## Entries shown
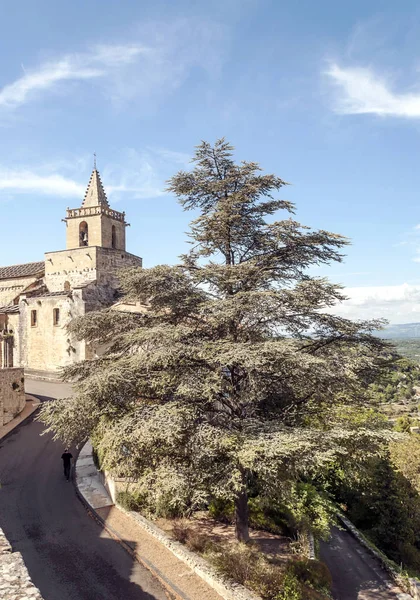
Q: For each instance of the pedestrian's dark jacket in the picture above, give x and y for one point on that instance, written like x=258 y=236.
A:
x=66 y=456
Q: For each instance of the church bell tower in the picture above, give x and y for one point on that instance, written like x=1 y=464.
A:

## Exercise brief
In the listing above, show every line with the word "written".

## Output below
Q: For each instance of the pedestrian's dark jacket in the picture above, give x and y for one point on that instance, written like x=258 y=236.
Q: For each instance of the church bell tower in the picture above, give x and y for one point on that instance, written like x=1 y=464.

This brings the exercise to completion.